## Task description:
Everything in the records must be copied exactly, apart from the pictures.
☆ ☆ ☆ ☆
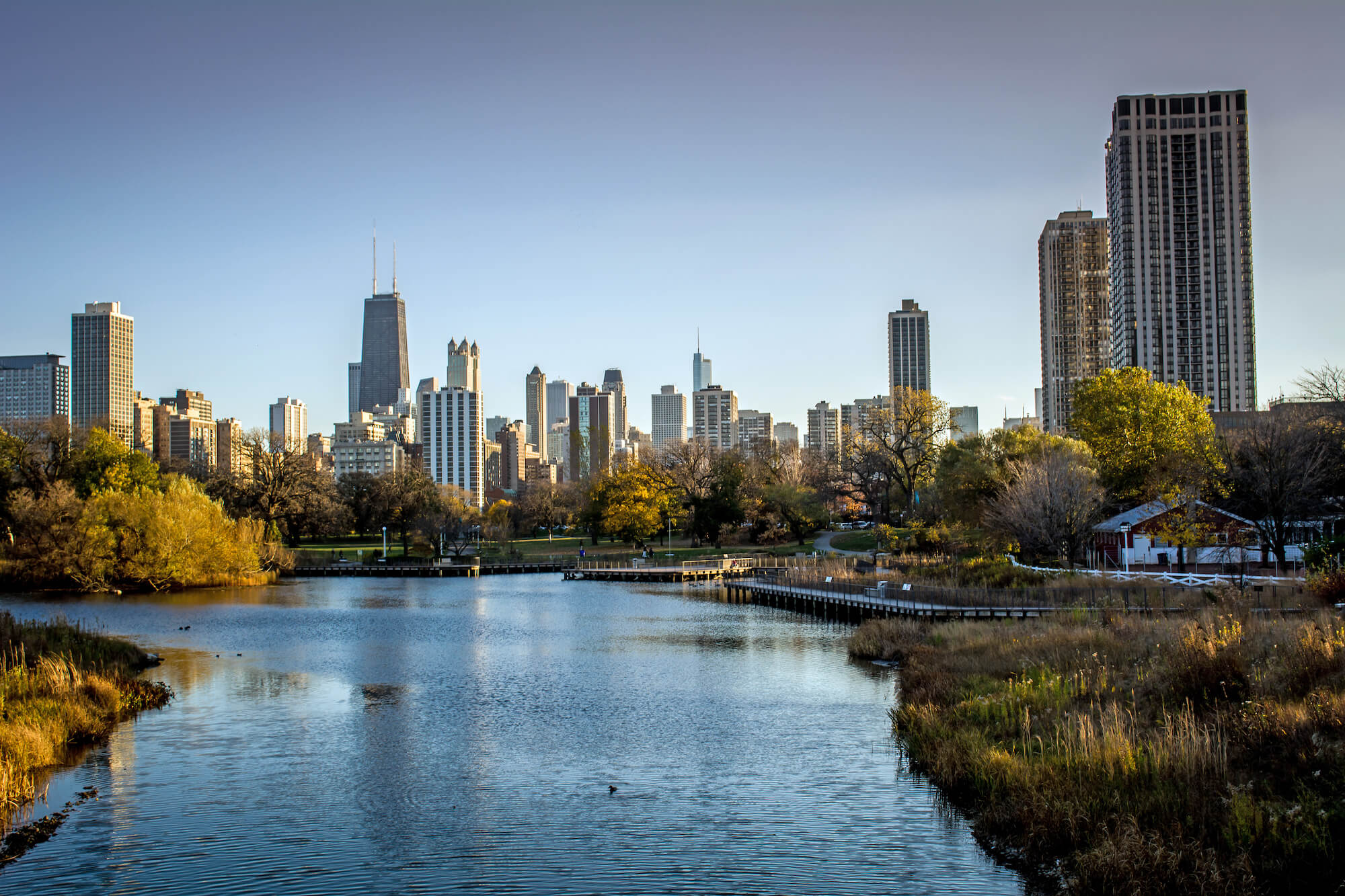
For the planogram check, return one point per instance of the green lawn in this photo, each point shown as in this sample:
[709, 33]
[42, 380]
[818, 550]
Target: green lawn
[855, 541]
☆ ☆ ☆ ☆
## Exercise result:
For the planogram check, return one point per instance of the green lawn in this photo, each point shown as in this sample:
[709, 33]
[42, 380]
[818, 550]
Target: green lawn
[855, 541]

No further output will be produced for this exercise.